Items from a data source
____

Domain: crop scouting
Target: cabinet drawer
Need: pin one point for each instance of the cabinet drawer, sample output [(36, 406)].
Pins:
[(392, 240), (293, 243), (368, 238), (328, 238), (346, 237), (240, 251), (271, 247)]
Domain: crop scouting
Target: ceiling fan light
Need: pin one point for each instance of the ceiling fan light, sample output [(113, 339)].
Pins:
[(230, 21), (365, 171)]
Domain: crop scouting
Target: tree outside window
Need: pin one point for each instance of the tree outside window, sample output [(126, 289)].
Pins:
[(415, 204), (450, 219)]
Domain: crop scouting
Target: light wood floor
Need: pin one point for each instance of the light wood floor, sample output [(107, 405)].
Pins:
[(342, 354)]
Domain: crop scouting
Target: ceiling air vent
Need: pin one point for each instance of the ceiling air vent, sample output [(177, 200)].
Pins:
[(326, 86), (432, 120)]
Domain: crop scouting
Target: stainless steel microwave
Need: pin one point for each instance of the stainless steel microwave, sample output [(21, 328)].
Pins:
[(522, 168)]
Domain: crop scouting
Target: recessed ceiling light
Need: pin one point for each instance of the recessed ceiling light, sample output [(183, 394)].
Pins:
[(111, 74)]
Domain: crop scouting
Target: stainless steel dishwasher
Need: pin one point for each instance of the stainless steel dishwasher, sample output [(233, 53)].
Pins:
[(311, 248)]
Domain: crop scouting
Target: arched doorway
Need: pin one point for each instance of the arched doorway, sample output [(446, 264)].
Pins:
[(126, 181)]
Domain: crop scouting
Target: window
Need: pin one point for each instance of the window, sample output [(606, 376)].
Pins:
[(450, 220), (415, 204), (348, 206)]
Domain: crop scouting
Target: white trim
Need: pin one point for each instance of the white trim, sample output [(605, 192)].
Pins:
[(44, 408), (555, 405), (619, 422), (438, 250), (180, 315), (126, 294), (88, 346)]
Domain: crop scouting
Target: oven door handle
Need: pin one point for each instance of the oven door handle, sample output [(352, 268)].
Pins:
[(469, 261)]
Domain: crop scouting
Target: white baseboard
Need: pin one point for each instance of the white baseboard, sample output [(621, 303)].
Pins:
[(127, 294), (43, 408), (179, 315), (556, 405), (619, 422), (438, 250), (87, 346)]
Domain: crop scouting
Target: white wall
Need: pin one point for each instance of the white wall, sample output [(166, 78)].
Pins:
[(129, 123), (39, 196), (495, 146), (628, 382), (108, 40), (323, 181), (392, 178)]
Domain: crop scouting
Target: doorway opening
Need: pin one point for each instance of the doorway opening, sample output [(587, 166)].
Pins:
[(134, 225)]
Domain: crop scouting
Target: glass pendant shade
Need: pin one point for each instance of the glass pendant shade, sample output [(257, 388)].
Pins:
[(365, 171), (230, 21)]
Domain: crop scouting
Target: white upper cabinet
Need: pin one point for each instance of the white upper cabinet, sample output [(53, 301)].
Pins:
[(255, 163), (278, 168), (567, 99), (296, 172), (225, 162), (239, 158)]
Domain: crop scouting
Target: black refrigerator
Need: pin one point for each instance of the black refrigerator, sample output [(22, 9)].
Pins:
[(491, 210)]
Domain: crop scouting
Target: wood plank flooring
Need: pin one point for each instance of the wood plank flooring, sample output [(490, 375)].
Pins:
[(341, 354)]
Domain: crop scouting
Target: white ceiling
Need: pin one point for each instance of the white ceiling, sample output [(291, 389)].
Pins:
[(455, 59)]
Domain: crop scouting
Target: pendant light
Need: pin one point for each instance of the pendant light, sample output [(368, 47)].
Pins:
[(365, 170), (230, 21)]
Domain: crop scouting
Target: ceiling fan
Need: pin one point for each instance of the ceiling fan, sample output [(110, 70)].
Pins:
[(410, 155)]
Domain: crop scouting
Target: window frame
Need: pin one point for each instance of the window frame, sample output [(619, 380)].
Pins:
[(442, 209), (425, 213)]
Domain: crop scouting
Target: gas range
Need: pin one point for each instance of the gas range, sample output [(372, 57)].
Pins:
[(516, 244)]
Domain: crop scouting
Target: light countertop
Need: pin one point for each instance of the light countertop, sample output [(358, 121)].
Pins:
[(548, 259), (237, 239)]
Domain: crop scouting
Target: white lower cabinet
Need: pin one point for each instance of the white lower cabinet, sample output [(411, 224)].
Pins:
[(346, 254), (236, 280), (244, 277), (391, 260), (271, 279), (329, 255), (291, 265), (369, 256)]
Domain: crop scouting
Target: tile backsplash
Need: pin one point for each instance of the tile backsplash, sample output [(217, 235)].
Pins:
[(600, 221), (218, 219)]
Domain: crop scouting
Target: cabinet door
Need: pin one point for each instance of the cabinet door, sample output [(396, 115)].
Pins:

____

* [Exercise objective]
Every line above should be retyped exactly as given.

* [Answer to this task]
Domain: crop scouting
Target: cabinet drawer
Need: pin one point for each instance of the cabinet drawer, sample output [(36, 406)].
Pins:
[(392, 240), (293, 243), (368, 238), (328, 238), (346, 237), (240, 251), (271, 247)]
Domain: crop scouting
Target: ceiling fan light
Need: pin one point for each instance of the ceiling fan light, sample output [(113, 339)].
Pins:
[(230, 21), (365, 171)]
Domain: crop scouting
Target: tree outside window
Need: pin one point for each instance of the tree outside window, sample output [(126, 289)].
Pins:
[(415, 204), (450, 219)]
Domain: crop scouting
Target: light wood floor
Need: pin one point for each instance of the light wood floor, sample output [(107, 405)].
Pins:
[(342, 354)]
Domain: crop scouting
Target: ceiling air vent
Need: pin one point for each instance of the ceiling air vent, sample output [(177, 200)].
Pins:
[(326, 86), (432, 120)]
Domain: crop scouting
Target: stainless steel microwave
Need: pin one point for each instance of the stainless steel microwave, sample output [(21, 328)].
Pins:
[(522, 168)]
Domain: crop scouting
Target: recessed ceiling light
Need: pin one point for each instance of the recessed ceiling light, sample output [(183, 394)].
Pins:
[(111, 74)]
Domain: crop scouting
Target: stainless steel dishwasher
Need: pin one point for each instance of the stainless steel dishwasher, sample output [(233, 53)].
Pins:
[(311, 248)]
Domain: crop scouting
Target: arched doorway
Need: pin one point for each instance of the arched doorway, sample output [(446, 264)].
Pins:
[(126, 181)]
Domain: crop scouting
Target: window
Need: pin one point for each instance of the window, sample output [(606, 376)].
Pins:
[(450, 220), (415, 204), (348, 206)]
Domain: crop scouting
Target: white trim
Need: pin one point for each instance of the white trim, sample output [(605, 192)].
Pins:
[(44, 408), (555, 405), (619, 422), (438, 250), (180, 315), (126, 294), (88, 346)]
Domain: crop scouting
Target: oven door handle
Need: pin one point for each instance of the oven door handle, sample output [(352, 268)].
Pins:
[(469, 261)]
Domain: crop scouting
Target: white baseboard
Need: pin one point for each instance of the white baseboard, sample output [(621, 303)].
Pins:
[(127, 294), (43, 408), (179, 315), (556, 405), (619, 422), (438, 250), (87, 346)]
Domain: crop scouting
Target: white wall
Need: pin one point for each instance of the white wall, sample output [(166, 78)].
Pins:
[(129, 123), (39, 196), (495, 146), (628, 382), (108, 40), (323, 181), (392, 178)]
Domain: crop scouting
Target: doorway opening
Need: pin one point for each instance of the doorway opening, sample output [(587, 166)].
Pins:
[(134, 225)]
Domain: crop scouting
Target: glass pendant shade
Need: pin one point for each instance of the glass pendant shade, sample output [(257, 388)].
Pins:
[(365, 171), (230, 21)]
Domain: crop scouting
Target: white upper cabinet
Need: pin one point for each instance of the white upper cabinet, sample output [(53, 301)].
Pins:
[(255, 163), (278, 168), (567, 99), (296, 172), (225, 162), (239, 158)]
Domain: crop scouting
Target: black refrigerator
Need: pin one point for each instance of the black refrigerator, sample output [(22, 9)].
Pins:
[(491, 210)]
Domain: crop scouting
Target: wood plank flooring
Need: pin one point for each instance of the wood plank flooring, sample output [(490, 375)].
Pins:
[(341, 354)]
Domain: crop scouting
Target: white ceiling
Need: pin one point for each instance of the white ceiling, sample output [(291, 389)].
Pins:
[(455, 59)]
Domain: crop scouting
Target: pendant light
Need: pin one point for each instance of the pendant light, sample output [(368, 47)].
Pins:
[(365, 170), (230, 21)]
Domain: crop scouting
Target: ceiling fan
Need: pin one point for each instance of the ceiling fan, sample output [(110, 70)].
Pins:
[(410, 155)]
Domain: crop scouting
Target: window frame
Need: pin one point for each instance of the window frame, sample output [(619, 380)].
Pins:
[(442, 209), (425, 213)]
Domain: crop scouting
Target: gas range
Need: pin one point for each instance of the gas range, sample output [(372, 57)].
Pins:
[(516, 244)]
Domain: crop scouting
Target: light countertop
Need: pin one point for each instance of the light countertop, sample output [(358, 121)].
Pins:
[(548, 259), (237, 239)]
Domain: crop scouting
Target: white lower cabinet
Need: pin one point for each instance of the white lower cabinet, sample output [(411, 224)].
Pins:
[(346, 254), (236, 280), (244, 277), (391, 260), (271, 279), (329, 255), (291, 265), (369, 256)]
Domain: crop scouting
Target: tile backsplash
Need: pin one point for each instance of the tile backsplash, sample output [(217, 235)].
Pins:
[(600, 221), (218, 219)]
Domain: crop scouting
Target: cabinet door
Need: pin one point for each instance of the cabinet door, sample output [(396, 115)].
Pins:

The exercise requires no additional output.